**Exercise objective**:
Reproduce the Grimsby trip and Nelles Manor passage word for word.

[start Quoted text]

This trip will follow the trail but from west to east, from Grimsby to Queenston. If the trip went from east to
west, one-way streets in St Catharines would force a diversion from the trail. The trip is about 50 kilometers and should be easy to do in a day. There is one diversion in St Catharines to find old Captain Dick.
Description of Grimsby
The trip starts at the museum on Murray Street in Grimsby. Before starting on the trip, Take a walk around the area. At 126 Main Street West, just around the corner from the museum, is the Nelles Manor. Completed in 1790, it took ten years to build but what a beauty!
Nelles Manor
Hendrick Nelles had been a substantial landowner in the Mohawk Valley before the Revolutionary War and many of his relatives still were. But Hendrick was loyal to his King and his friends the natives of the Six Nations and so was dispossessed of his property after the war was lost. In return for his loyalty to them, his friends in the Six Nations gave him and his sons a 999-year lease of a vast piece of land on the Grand River, part of their grant from Governor Haldimand. In return for his loyalty to the king, the government in Canada gave him and his sons land near the Forty Mile Creek. After Hendrick, known also as Captain Henry, died in 1791, his sons split up the land between them. Warner and John preferred to stay on the Grand River but Abraham, William, and Robert decided to move to the Forty. Robert traded some of his land for some land belonging to Lawrence Lawrason and this house was built on that piece of land.
This house was not Robert's only house. After swapping with Lawrason, he had built a log cabin on the land and lived there while his mansion was being built. This cabin still stands, although you would not recognize it today. It is part of he yellow Nelles-Fitch House across Main Street at number 125 Main Street West. The old log cabin has been covered with siding. When you are standing facing the yellow house with your back to the Nelles Manor, you are facing south. The "log cabin" is the extension, or ell, running south, away from the main house, on the right side of the yellow house. There was a later addition to the Nelles-Fitch House but this was attached to the east (left) side of the house. Actually the house is an extension of the old log cabin. After moving into the mansion, Robert built the house and attached it to the old log cabin. He gave the extended house to his son Henry who ran Robert's mills just a few metres away up Gibson Street.

[end Quoted text]
[start Excerpted records]

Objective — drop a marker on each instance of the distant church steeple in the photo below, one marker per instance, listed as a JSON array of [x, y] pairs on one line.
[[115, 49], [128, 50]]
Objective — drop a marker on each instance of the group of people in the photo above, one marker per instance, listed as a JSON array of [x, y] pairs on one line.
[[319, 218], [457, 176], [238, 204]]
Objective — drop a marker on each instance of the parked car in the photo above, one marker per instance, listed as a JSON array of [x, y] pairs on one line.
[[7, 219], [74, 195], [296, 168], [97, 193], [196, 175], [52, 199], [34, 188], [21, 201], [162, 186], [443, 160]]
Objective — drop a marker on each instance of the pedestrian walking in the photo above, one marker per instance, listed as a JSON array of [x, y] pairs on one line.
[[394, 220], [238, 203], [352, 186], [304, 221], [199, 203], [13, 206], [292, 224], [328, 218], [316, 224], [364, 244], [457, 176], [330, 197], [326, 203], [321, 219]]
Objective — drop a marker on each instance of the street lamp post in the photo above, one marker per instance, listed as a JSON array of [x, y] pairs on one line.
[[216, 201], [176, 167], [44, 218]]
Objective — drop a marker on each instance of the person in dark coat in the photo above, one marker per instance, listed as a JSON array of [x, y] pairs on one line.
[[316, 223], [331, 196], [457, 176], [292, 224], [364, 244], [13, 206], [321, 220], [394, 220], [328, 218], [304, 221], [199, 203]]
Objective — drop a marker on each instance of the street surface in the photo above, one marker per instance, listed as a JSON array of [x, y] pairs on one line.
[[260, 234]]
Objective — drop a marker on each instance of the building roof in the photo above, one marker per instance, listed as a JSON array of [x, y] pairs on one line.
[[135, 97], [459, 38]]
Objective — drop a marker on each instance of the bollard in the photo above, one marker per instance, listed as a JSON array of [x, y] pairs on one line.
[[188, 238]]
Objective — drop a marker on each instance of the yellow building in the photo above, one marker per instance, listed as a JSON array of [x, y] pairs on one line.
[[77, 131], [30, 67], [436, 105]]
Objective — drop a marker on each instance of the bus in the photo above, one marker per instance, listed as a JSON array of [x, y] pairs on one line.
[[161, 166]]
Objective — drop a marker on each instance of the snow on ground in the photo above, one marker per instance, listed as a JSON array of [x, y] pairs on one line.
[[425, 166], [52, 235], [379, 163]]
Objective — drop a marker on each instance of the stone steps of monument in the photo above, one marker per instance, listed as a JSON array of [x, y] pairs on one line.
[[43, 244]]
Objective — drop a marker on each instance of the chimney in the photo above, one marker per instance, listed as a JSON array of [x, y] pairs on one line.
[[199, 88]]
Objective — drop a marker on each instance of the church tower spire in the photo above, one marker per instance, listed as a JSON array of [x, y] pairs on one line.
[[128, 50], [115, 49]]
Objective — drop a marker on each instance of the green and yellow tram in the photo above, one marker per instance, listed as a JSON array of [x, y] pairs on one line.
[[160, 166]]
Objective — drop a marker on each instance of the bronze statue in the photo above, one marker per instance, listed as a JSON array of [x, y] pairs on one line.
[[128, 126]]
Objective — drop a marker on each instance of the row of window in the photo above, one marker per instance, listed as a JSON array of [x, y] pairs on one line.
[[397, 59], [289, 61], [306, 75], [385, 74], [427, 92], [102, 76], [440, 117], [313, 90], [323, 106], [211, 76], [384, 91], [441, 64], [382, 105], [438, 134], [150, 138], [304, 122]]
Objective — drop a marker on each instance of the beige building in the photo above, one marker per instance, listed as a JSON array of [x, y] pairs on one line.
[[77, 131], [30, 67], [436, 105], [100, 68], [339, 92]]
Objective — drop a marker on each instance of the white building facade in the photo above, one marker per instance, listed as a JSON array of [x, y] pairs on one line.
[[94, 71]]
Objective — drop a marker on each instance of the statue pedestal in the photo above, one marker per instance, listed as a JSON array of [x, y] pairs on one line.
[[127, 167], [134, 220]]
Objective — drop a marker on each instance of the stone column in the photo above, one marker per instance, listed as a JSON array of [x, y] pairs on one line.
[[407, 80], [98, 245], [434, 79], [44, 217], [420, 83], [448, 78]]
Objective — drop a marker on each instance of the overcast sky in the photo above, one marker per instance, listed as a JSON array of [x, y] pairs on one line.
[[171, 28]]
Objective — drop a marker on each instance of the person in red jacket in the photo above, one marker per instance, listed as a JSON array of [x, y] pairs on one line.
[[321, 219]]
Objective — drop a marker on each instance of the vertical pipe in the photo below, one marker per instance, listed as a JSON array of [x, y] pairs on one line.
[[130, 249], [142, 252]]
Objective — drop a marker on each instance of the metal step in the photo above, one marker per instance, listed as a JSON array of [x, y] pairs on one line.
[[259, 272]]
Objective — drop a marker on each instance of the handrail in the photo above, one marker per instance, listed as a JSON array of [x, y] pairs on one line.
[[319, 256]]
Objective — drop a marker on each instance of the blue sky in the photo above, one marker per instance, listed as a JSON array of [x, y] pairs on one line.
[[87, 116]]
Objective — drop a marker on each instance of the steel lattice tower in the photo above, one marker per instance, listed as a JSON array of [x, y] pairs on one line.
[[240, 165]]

[end Excerpted records]

**Solution**:
This trip will follow the trail but from west to east, from Grimsby to Queenston. If the trip went from east to
west, one-way streets in St Catharines would force a diversion from the trail. The trip is about 50 kilometers and should be easy to do in a day. There is one diversion in St Catharines to find old Captain Dick.
Description of Grimsby
The trip starts at the museum on Murray Street in Grimsby. Before starting on the trip, Take a walk around the area. At 126 Main Street West, just around the corner from the museum, is the Nelles Manor. Completed in 1790, it took ten years to build but what a beauty!
Nelles Manor
Hendrick Nelles had been a substantial landowner in the Mohawk Valley before the Revolutionary War and many of his relatives still were. But Hendrick was loyal to his King and his friends the natives of the Six Nations and so was dispossessed of his property after the war was lost. In return for his loyalty to them, his friends in the Six Nations gave him and his sons a 999-year lease of a vast piece of land on the Grand River, part of their grant from Governor Haldimand. In return for his loyalty to the king, the government in Canada gave him and his sons land near the Forty Mile Creek. After Hendrick, known also as Captain Henry, died in 1791, his sons split up the land between them. Warner and John preferred to stay on the Grand River but Abraham, William, and Robert decided to move to the Forty. Robert traded some of his land for some land belonging to Lawrence Lawrason and this house was built on that piece of land.
This house was not Robert's only house. After swapping with Lawrason, he had built a log cabin on the land and lived there while his mansion was being built. This cabin still stands, although you would not recognize it today. It is part of he yellow Nelles-Fitch House across Main Street at number 125 Main Street West. The old log cabin has been covered with siding. When you are standing facing the yellow house with your back to the Nelles Manor, you are facing south. The "log cabin" is the extension, or ell, running south, away from the main house, on the right side of the yellow house. There was a later addition to the Nelles-Fitch House but this was attached to the east (left) side of the house. Actually the house is an extension of the old log cabin. After moving into the mansion, Robert built the house and attached it to the old log cabin. He gave the extended house to his son Henry who ran Robert's mills just a few metres away up Gibson Street.